RECORDS FOR PROCESSING:
- - -

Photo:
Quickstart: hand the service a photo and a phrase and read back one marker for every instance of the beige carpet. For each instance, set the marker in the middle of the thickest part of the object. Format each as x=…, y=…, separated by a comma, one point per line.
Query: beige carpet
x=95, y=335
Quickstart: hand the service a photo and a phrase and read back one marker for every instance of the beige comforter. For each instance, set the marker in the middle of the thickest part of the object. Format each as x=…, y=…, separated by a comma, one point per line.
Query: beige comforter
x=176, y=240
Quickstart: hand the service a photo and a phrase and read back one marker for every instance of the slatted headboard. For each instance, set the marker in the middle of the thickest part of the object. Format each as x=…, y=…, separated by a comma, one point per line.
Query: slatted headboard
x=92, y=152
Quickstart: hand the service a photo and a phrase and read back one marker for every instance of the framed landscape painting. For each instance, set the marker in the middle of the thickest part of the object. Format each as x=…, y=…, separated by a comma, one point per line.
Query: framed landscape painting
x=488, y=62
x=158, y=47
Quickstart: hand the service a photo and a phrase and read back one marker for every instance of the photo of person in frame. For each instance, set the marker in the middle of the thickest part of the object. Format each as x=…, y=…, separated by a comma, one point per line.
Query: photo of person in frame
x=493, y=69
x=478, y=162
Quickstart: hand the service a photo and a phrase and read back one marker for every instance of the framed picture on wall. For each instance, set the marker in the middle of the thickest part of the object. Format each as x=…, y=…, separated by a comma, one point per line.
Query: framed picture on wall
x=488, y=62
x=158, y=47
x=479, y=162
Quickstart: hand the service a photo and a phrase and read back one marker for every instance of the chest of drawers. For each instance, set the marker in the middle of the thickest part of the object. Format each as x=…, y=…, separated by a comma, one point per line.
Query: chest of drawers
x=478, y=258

- - -

EXERCISE INSTRUCTIONS: Nothing should be returned except the lines from the first line of the data above through the line with "the framed landscape", each one exact.

RESULT FOR THIS TASK:
Photo:
Quickstart: hand the service a photo and a phrase and read back one marker for every instance of the beige carpet. For each instance, set the marker in the middle of the thickest part of the object. Format each as x=…, y=…, separated by a comma, one point per line.
Query: beige carpet
x=95, y=335
Quickstart: hand the service a photo and a phrase and read back one marker for every instance of the beige comforter. For each instance, set the marker in the middle of the thickest part of the object. Format each as x=…, y=…, separated by a comma, one point per line.
Query: beige comforter
x=176, y=240
Quickstart: hand the service a photo and a phrase and read back one marker for every instance of the slatted headboard. For each instance, set the marker in the middle of the thickest part of the object. Format each as x=…, y=…, separated by a comma, one point per line.
Query: slatted headboard
x=92, y=152
Quickstart: hand the service a photo and a phrase and read back one marker for every instance of the framed landscape painting. For each instance, set the marker in the middle of the thickest part of the object. Format each as x=…, y=…, separated by a comma, one point per line.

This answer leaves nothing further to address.